[GOAL]
Return every line of the data below that contains the word "with".

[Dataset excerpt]
"""

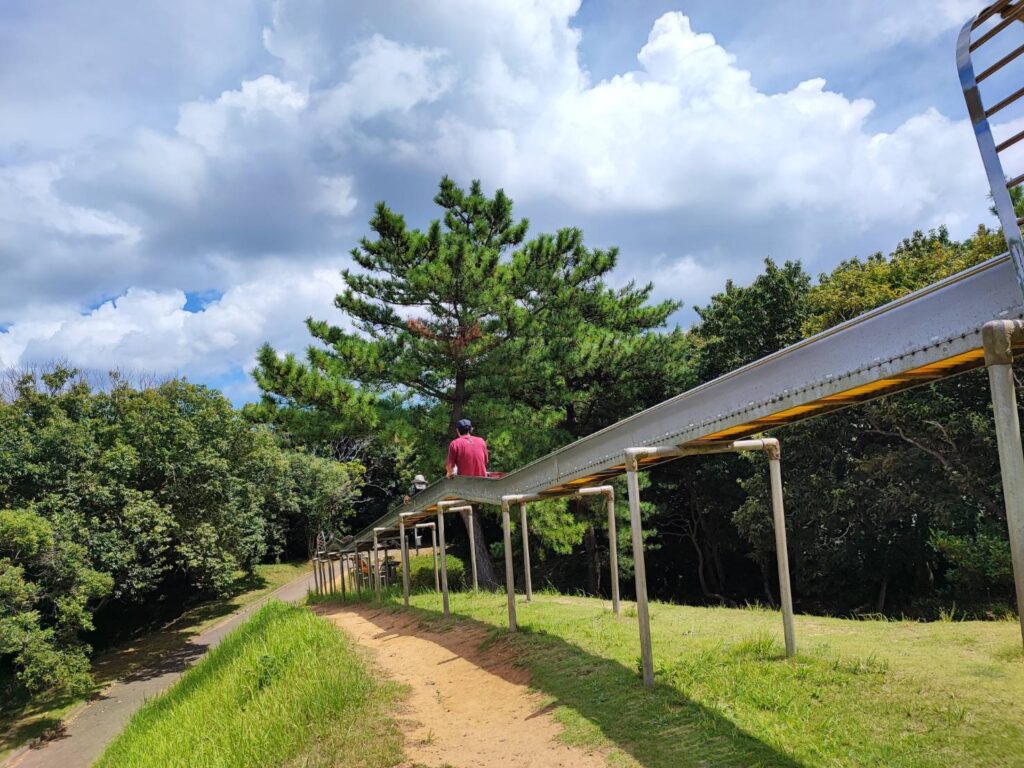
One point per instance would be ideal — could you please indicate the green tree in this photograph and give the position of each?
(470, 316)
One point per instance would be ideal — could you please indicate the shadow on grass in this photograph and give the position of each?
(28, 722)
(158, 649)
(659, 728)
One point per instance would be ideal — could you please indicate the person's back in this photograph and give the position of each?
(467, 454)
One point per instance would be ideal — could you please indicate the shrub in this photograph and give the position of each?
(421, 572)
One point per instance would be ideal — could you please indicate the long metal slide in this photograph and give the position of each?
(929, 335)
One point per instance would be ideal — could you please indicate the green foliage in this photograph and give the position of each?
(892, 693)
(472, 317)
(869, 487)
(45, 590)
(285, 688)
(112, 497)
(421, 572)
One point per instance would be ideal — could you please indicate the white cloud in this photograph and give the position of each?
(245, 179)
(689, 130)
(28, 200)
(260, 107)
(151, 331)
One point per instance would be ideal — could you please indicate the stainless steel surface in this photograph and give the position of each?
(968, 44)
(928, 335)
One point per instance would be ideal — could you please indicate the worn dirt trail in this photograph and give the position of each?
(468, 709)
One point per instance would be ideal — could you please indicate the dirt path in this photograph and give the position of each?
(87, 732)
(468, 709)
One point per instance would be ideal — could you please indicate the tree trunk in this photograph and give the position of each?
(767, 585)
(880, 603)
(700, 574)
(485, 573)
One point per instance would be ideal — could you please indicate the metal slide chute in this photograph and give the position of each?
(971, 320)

"""
"""

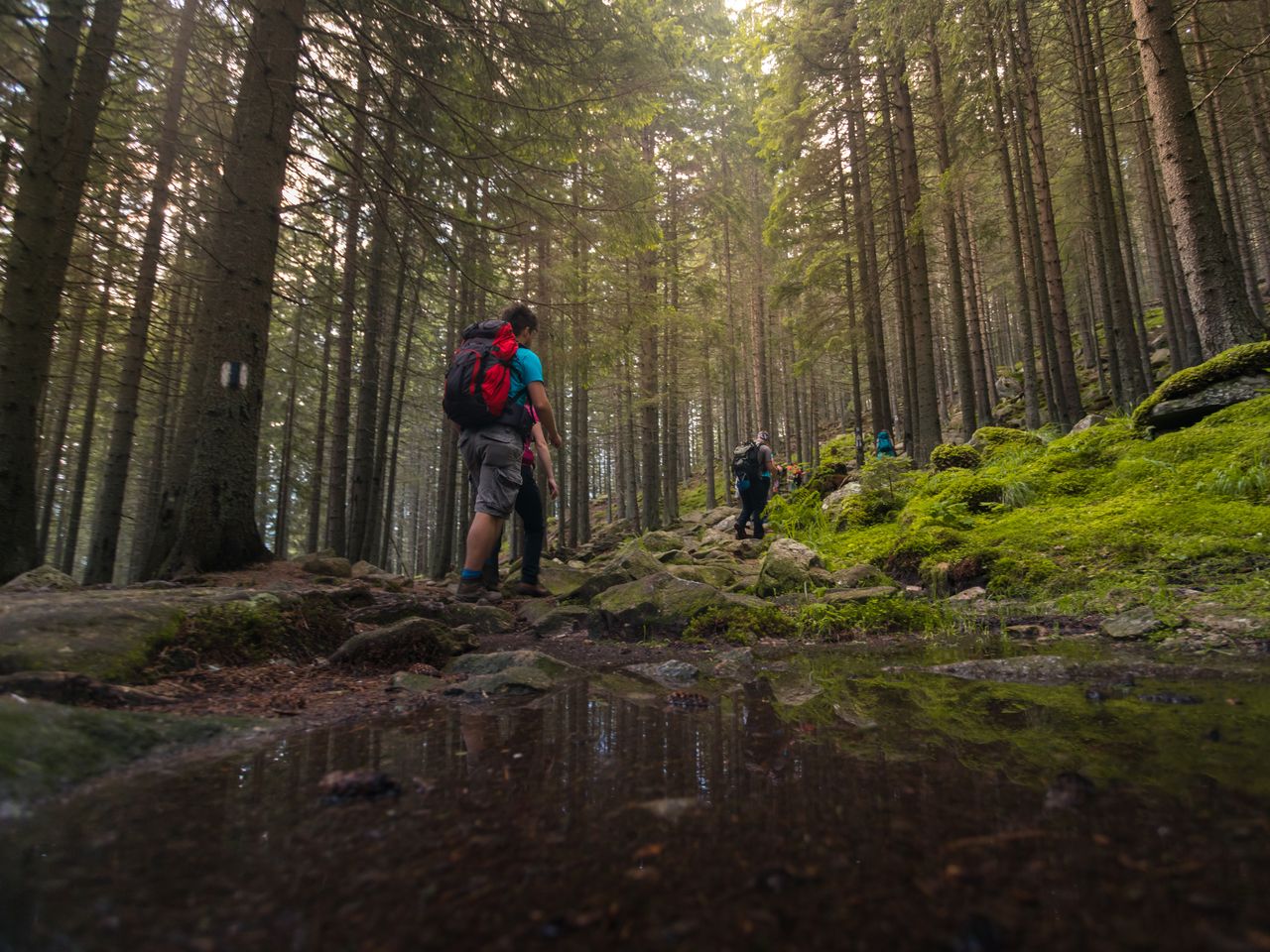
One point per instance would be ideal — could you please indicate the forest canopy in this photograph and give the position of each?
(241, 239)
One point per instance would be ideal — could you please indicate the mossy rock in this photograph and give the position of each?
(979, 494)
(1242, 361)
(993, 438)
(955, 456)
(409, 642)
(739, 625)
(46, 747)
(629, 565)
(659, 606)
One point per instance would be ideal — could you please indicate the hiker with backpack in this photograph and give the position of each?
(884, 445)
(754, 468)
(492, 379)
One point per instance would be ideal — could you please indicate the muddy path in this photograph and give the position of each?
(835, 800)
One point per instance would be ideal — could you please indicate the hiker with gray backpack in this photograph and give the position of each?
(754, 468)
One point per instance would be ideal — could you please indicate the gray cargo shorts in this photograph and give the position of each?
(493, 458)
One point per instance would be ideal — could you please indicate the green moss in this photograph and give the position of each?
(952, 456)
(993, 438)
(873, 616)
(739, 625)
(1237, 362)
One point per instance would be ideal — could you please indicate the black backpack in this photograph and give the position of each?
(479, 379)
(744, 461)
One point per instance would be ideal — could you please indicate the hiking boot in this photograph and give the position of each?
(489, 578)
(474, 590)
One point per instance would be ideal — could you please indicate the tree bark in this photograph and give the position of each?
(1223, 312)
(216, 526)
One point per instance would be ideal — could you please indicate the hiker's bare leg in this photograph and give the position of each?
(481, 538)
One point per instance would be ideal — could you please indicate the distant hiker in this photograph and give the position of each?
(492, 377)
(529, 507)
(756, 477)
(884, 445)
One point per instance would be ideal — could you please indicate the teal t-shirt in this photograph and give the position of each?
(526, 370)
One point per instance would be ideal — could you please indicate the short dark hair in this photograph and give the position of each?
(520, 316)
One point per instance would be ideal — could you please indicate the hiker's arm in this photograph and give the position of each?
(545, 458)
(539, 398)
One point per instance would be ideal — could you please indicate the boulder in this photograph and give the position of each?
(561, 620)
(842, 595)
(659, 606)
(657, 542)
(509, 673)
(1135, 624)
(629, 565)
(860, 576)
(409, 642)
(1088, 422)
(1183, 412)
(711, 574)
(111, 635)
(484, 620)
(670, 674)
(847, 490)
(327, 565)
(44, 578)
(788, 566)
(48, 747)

"""

[TASK SOLUTION]
One point per instance would be ideal — could you please indicate the hiker with backpack in this photograph and give the position of each?
One point per instance would be ideal — could you please indicate the hiker with gray backpack in this photograph and give the position of each?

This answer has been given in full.